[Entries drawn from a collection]
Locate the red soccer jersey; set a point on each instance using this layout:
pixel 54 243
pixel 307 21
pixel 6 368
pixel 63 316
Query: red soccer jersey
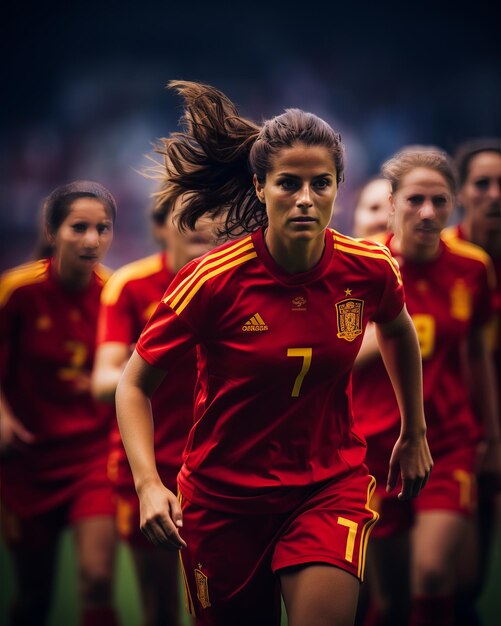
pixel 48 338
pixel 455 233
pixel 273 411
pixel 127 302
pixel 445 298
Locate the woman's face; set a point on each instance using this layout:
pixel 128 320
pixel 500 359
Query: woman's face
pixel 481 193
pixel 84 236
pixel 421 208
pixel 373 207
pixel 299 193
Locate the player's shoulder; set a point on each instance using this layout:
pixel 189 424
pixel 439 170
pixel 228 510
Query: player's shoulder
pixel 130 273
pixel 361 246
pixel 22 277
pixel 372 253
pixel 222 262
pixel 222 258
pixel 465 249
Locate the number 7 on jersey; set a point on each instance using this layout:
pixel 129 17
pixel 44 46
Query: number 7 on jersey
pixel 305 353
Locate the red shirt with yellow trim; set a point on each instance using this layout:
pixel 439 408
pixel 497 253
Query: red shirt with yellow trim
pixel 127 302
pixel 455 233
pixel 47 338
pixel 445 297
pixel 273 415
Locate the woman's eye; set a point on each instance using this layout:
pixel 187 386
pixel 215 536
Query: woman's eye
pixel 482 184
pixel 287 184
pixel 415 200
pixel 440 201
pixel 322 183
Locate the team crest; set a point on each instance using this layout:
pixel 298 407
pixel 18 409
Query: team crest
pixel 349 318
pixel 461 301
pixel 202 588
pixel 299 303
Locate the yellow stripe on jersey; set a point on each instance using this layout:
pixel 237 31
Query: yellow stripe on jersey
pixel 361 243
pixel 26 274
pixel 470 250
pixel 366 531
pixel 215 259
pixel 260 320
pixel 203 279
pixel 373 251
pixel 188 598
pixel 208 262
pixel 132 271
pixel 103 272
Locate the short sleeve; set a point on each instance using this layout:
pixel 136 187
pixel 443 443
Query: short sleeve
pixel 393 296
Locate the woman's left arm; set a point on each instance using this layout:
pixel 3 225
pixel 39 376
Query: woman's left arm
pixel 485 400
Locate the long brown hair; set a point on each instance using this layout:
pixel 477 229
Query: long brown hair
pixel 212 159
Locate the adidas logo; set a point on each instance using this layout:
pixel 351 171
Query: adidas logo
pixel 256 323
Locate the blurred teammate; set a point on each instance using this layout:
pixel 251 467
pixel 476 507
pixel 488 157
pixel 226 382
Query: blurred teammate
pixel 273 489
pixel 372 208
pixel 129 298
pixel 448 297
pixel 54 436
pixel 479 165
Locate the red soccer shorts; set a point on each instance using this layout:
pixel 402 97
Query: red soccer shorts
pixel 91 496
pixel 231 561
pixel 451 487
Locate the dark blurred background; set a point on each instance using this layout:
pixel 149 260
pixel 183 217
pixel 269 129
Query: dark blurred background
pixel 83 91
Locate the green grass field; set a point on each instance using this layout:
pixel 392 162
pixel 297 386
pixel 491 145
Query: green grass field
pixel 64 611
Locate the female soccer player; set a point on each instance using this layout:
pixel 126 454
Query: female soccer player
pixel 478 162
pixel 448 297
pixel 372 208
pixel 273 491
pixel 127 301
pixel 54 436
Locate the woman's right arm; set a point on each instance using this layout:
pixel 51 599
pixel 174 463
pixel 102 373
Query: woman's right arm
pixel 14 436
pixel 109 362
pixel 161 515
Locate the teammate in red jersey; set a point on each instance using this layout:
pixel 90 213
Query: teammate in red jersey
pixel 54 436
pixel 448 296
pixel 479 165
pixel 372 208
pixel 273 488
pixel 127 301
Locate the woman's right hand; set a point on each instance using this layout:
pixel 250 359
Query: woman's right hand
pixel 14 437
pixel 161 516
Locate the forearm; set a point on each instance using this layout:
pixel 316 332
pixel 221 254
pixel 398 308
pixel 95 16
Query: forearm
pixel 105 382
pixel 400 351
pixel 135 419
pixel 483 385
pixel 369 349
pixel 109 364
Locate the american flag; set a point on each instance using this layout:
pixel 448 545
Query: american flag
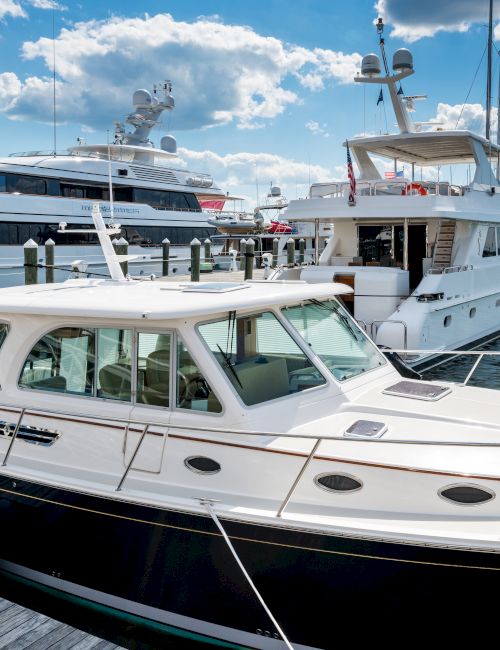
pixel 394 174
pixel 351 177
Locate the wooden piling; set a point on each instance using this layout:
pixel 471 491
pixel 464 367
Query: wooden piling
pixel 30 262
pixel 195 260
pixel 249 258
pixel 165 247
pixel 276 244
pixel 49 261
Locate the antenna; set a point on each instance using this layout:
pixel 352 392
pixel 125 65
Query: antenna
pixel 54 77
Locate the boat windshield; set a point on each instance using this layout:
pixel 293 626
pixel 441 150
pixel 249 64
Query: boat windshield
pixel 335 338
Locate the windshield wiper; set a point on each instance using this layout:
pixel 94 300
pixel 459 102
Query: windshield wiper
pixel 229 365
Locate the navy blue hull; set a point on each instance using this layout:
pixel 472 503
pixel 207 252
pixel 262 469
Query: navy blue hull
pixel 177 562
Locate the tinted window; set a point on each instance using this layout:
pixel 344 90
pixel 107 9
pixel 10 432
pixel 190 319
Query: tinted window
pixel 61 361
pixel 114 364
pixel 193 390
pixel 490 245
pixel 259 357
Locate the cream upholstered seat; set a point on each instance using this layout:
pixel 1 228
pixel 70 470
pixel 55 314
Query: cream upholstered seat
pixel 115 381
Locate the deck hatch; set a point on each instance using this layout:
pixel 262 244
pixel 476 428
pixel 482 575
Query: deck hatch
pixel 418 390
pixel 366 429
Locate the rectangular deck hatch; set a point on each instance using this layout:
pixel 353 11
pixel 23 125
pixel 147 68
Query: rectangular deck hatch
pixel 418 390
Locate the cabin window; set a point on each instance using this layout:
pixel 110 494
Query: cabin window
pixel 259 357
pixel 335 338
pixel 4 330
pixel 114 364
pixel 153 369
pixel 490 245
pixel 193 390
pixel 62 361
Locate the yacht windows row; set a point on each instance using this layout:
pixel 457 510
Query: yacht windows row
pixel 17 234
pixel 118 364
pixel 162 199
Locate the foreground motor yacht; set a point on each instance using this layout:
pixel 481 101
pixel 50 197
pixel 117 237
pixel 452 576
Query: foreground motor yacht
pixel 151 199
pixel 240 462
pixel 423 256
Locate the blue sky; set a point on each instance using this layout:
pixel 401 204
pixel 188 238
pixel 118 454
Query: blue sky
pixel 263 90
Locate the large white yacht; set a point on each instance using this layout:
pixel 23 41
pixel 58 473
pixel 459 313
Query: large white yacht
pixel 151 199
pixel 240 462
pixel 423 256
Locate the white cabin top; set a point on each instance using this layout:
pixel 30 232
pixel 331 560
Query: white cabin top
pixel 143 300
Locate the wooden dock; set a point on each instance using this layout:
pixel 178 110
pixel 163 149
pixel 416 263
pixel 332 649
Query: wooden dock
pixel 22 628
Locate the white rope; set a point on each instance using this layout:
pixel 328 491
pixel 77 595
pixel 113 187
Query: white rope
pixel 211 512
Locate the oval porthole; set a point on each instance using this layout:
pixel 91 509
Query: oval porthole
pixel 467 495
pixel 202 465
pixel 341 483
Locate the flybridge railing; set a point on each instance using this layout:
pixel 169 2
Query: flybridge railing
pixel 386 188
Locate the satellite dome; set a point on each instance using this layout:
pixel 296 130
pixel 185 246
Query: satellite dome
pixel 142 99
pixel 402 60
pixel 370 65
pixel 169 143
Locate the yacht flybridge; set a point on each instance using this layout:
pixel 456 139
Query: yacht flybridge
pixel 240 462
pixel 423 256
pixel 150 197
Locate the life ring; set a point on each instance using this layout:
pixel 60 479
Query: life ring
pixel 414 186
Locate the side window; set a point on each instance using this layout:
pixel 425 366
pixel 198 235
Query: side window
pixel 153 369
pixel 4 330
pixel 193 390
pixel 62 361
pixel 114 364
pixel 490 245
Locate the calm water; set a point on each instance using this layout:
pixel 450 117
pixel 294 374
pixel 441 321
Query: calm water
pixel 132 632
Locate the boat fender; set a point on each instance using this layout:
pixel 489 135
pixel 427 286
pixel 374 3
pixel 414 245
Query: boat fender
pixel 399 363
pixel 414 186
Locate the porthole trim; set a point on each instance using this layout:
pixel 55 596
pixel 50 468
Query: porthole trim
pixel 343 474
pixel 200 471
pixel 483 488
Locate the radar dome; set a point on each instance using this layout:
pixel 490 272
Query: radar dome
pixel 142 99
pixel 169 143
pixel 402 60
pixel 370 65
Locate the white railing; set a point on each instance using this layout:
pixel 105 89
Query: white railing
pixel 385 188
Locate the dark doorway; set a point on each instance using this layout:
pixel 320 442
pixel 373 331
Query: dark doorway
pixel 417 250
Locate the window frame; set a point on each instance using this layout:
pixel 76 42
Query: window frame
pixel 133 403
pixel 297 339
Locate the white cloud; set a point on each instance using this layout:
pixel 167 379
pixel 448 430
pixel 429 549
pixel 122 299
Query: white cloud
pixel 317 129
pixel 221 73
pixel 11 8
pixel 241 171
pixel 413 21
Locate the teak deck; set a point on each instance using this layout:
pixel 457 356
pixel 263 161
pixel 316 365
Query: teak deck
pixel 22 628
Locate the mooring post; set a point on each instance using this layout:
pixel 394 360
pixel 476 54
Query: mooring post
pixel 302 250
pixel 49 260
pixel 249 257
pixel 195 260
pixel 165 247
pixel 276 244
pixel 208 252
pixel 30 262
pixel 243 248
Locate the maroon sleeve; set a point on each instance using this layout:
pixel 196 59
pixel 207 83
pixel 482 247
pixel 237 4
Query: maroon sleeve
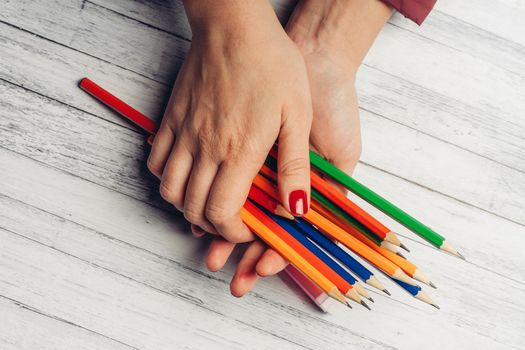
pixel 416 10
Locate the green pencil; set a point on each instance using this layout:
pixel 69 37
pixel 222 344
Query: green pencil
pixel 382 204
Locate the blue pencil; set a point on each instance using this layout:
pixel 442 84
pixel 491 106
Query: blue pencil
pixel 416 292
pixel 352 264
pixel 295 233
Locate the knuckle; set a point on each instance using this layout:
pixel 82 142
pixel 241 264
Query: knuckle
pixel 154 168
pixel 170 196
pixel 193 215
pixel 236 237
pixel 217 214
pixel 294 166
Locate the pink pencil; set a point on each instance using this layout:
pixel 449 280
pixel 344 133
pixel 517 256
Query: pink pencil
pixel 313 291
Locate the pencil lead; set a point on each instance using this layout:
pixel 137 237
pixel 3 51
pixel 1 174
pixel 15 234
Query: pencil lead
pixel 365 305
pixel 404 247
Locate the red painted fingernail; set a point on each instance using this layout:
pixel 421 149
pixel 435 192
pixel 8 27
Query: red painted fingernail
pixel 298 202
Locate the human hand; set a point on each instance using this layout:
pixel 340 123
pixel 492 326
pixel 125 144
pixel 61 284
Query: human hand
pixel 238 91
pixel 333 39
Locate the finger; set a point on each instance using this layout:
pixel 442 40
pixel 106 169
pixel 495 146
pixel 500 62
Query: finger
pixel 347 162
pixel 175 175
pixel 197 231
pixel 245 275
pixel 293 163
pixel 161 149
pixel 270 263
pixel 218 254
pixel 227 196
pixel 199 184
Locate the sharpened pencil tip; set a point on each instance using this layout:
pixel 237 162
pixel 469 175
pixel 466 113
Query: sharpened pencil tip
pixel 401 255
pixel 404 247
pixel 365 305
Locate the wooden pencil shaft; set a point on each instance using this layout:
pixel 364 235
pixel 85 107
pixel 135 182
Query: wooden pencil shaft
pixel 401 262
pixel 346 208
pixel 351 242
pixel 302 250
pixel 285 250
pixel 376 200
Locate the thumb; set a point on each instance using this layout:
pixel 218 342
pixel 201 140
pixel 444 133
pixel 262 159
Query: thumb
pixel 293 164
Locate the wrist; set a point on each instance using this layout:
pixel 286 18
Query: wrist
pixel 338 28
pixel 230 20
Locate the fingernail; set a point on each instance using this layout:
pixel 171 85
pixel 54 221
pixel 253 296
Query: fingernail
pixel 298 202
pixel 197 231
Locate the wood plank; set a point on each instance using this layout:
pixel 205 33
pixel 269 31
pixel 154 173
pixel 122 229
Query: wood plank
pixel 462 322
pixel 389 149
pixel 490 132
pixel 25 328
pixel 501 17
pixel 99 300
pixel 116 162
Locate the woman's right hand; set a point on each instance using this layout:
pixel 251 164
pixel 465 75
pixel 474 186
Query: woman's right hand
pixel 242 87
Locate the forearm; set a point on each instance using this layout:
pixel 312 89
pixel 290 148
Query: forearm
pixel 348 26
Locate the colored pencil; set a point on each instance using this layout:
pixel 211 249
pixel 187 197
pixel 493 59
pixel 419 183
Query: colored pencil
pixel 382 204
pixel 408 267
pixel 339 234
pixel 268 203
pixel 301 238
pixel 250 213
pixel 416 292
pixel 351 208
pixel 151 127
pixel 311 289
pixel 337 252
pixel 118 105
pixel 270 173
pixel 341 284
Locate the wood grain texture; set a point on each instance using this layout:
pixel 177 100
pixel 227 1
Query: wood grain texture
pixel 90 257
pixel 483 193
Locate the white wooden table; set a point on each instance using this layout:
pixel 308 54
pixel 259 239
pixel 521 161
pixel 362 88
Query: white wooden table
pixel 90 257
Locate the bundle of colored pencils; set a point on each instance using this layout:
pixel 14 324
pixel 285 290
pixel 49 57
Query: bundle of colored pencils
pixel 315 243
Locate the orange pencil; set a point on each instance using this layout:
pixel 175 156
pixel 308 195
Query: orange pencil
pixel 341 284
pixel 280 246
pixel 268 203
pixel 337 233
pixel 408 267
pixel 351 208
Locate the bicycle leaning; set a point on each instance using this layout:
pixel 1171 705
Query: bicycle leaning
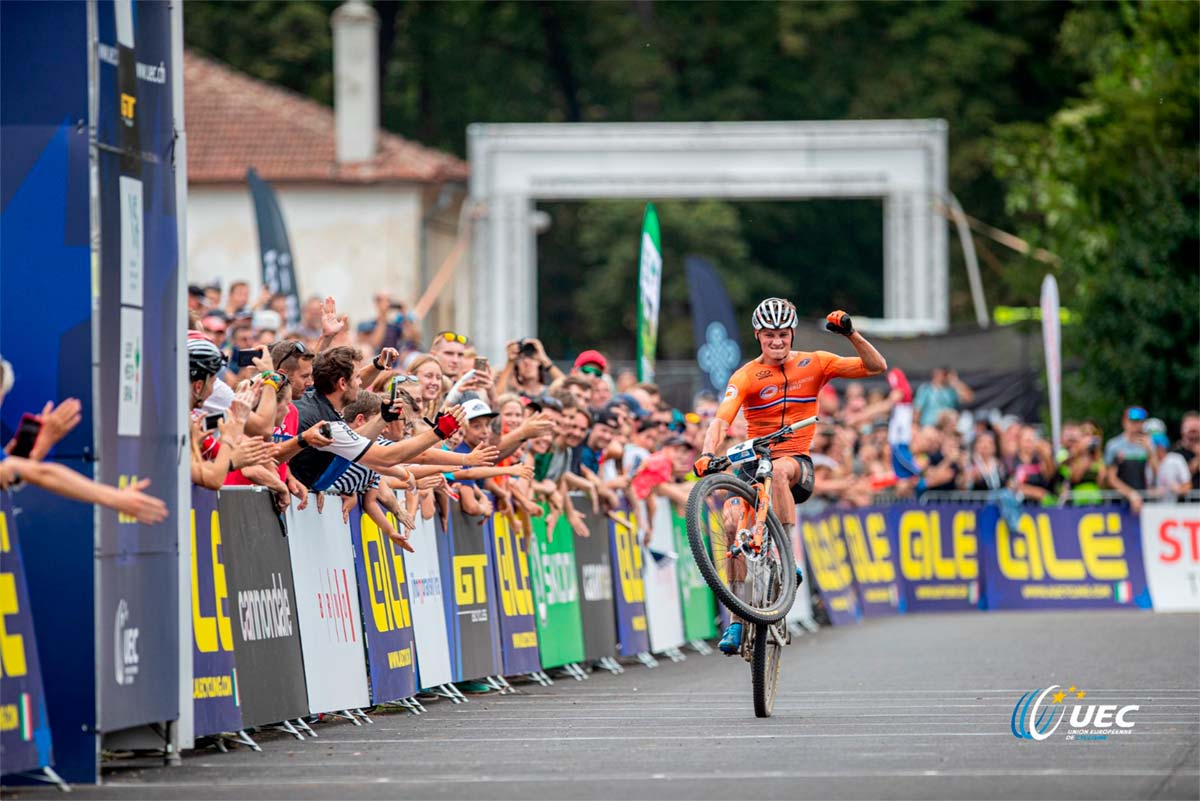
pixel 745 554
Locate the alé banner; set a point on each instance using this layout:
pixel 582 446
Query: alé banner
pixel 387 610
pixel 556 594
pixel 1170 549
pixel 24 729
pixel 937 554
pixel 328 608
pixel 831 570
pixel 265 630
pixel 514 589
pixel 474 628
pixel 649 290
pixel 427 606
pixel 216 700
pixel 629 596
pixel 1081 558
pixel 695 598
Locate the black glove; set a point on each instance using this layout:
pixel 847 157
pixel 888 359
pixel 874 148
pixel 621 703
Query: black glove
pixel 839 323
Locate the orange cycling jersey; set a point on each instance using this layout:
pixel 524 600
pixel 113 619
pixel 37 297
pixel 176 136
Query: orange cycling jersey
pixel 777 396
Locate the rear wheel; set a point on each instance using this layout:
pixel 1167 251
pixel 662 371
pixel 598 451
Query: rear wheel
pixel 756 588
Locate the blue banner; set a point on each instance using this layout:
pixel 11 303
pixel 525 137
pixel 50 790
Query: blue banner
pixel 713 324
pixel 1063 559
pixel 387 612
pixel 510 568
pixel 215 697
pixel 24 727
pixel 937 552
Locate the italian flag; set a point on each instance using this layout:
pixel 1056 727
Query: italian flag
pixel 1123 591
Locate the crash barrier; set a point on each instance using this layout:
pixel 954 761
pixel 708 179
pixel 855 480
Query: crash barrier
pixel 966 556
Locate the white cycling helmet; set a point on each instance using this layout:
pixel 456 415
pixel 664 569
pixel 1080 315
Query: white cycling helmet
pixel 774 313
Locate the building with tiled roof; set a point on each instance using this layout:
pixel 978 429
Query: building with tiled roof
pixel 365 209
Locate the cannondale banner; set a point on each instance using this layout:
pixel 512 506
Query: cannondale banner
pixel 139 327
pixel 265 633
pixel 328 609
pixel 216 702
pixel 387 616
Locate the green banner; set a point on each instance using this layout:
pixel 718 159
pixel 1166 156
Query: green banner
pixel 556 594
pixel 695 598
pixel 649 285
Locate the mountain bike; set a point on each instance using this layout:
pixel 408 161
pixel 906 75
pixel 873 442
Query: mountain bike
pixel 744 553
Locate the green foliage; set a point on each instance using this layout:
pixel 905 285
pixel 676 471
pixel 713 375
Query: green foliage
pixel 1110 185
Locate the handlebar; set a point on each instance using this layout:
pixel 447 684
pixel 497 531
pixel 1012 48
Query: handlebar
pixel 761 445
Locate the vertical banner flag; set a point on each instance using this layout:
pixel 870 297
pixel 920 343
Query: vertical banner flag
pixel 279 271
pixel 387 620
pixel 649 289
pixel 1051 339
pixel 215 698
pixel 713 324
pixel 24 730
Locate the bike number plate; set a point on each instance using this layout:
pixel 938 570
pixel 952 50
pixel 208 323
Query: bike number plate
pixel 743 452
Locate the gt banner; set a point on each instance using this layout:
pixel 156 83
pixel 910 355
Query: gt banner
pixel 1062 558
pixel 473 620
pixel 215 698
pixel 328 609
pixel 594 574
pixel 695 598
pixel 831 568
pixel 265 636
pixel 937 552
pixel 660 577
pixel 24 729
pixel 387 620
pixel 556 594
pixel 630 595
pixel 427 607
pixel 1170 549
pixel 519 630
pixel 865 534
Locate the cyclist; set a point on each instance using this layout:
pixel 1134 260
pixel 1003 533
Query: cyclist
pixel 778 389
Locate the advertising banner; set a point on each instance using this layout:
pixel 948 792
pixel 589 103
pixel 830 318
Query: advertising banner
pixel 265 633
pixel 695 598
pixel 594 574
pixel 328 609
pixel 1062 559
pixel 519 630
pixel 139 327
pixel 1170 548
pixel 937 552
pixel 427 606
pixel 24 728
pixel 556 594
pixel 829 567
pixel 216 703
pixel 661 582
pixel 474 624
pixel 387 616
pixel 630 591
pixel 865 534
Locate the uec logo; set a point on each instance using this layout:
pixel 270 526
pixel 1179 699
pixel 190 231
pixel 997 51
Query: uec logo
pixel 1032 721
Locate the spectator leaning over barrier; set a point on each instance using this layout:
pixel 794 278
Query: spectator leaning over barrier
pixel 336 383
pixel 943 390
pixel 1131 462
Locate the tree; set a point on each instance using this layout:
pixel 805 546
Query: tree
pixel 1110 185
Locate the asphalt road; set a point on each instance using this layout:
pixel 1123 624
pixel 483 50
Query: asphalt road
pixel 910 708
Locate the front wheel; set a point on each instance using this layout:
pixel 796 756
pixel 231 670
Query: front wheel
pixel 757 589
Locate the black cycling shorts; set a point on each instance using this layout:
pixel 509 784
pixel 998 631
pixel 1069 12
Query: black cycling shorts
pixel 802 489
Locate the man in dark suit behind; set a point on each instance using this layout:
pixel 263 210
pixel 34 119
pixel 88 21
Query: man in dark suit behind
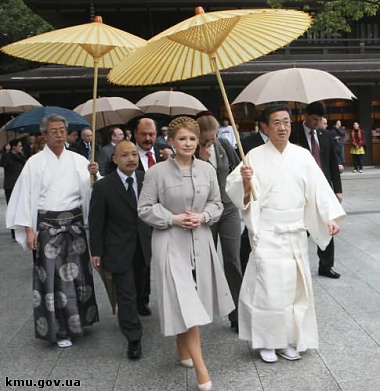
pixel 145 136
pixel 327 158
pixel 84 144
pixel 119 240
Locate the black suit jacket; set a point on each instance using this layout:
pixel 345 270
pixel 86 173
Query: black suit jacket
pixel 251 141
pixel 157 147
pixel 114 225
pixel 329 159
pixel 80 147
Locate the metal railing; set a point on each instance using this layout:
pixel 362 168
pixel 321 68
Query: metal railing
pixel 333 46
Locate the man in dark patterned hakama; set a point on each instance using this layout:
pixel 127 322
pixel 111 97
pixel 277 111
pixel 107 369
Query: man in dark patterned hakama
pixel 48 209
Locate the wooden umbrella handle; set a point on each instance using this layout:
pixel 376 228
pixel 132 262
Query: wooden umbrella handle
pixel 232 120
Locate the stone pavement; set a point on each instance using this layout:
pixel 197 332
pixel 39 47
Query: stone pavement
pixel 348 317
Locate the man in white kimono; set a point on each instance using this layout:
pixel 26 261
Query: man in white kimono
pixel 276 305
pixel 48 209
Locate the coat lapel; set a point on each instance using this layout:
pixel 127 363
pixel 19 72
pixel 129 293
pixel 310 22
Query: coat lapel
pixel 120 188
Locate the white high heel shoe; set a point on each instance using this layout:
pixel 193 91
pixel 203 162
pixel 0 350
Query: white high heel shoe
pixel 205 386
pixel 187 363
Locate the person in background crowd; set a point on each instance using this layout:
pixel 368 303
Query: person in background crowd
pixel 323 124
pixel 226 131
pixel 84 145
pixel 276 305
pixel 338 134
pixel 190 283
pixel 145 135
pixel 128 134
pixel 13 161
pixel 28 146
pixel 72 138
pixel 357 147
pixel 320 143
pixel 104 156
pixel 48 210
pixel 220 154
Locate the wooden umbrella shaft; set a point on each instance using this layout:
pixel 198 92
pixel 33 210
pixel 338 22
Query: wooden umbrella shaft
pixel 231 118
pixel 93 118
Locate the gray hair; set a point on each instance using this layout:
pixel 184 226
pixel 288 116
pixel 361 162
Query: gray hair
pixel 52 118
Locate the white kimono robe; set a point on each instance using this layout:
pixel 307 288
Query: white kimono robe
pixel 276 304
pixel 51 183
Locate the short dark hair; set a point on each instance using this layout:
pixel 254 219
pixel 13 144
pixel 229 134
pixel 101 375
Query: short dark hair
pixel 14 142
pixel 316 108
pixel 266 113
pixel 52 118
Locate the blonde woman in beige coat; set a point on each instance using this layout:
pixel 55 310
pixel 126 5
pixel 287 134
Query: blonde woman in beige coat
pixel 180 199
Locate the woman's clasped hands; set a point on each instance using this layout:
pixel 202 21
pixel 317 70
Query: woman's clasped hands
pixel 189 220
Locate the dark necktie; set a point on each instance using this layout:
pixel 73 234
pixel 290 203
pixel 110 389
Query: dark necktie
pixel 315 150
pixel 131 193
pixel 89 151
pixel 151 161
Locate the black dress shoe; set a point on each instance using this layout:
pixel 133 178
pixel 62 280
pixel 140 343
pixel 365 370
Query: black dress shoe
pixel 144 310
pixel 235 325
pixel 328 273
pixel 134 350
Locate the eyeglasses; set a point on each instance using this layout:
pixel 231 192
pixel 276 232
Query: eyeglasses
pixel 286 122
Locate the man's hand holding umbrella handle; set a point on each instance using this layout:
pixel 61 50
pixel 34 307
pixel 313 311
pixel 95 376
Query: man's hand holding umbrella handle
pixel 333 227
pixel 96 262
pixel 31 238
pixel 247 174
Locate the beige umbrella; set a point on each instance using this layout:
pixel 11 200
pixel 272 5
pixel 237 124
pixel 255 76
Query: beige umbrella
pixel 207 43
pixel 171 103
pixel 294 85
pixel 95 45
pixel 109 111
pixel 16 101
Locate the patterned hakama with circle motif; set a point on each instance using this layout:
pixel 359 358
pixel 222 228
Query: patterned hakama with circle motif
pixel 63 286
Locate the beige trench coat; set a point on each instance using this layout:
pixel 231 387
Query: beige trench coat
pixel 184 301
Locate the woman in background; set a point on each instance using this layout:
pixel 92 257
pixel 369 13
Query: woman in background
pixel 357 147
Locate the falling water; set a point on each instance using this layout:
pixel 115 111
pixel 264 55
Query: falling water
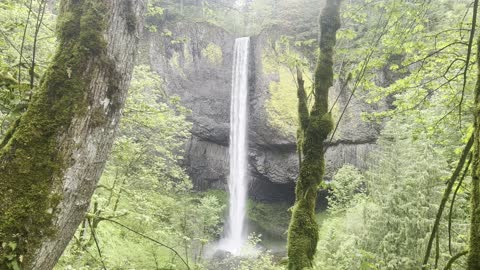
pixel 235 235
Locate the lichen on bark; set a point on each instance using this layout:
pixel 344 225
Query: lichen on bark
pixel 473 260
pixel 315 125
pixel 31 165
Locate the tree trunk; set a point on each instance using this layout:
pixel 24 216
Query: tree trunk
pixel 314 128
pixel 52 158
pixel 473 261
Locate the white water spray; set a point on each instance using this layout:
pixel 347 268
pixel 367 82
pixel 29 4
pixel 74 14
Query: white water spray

Stated task:
Put the lines of the material above into a JSON list of strings, one string per line and skipping any blank lines, starting at the line that contains "Locate the mountain" and ending at the line that contains "pixel 744 553".

Result below:
[
  "Locate the mountain bike; set a point on each instance using this layout:",
  "pixel 408 161",
  "pixel 906 75",
  "pixel 873 442",
  "Query: mountain bike",
  "pixel 744 553"
]